- ARTIKEL -
60 Jahre ist es her, dass die Bundesrepublik Deutschland gegründet wurde. Eine Zeitspanne mit vielen Emotionen und Ereignissen, die auch an den Menschen in und um Buchloe nicht spurlos vorübergegangen sind. Beginnend mit den Nachkriegsjahren (1949-1959) über das Wirtschaftswunder (1960-1969), die wilden 70er (1970-1979) und die Zeit vor (1980-1989) sowie nach der Wiedervereinigung (1990-1999) bis hin zur ersten Dekade des neuen Jahrtausends (2000-2009) lässt die BZ in einer Serie diese 60 Jahre nochmals Revue passieren - und dabei auch etliche Zeitzeugen zu Wort kommen.

- VORLIEGENDES MATERIAL -
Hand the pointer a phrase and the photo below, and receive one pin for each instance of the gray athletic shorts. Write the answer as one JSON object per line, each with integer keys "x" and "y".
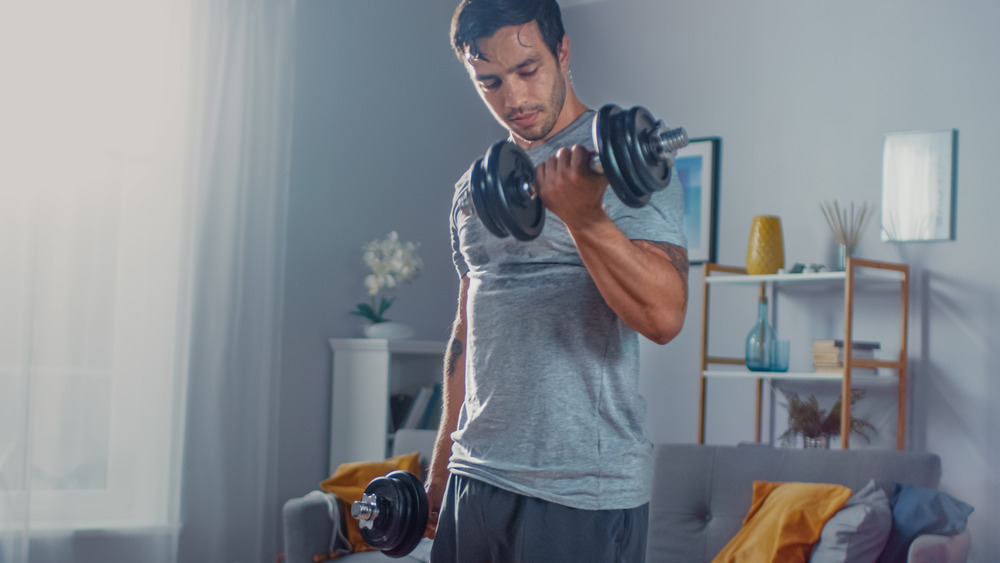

- ZIEL -
Wie lautet im Artikel über 60 Jahre Bundesrepublik alles von „60 Jahre ist“ bis hinunter zu „zu Wort kommen.“, wenn „Zeitzeugen“ in „Augenzeugen“ umbenannt wird?

- ERGEBNIS UNTEN -
60 Jahre ist es her, dass die Bundesrepublik Deutschland gegründet wurde. Eine Zeitspanne mit vielen Emotionen und Ereignissen, die auch an den Menschen in und um Buchloe nicht spurlos vorübergegangen sind. Beginnend mit den Nachkriegsjahren (1949-1959) über das Wirtschaftswunder (1960-1969), die wilden 70er (1970-1979) und die Zeit vor (1980-1989) sowie nach der Wiedervereinigung (1990-1999) bis hin zur ersten Dekade des neuen Jahrtausends (2000-2009) lässt die BZ in einer Serie diese 60 Jahre nochmals Revue passieren - und dabei auch etliche Augenzeugen zu Wort kommen.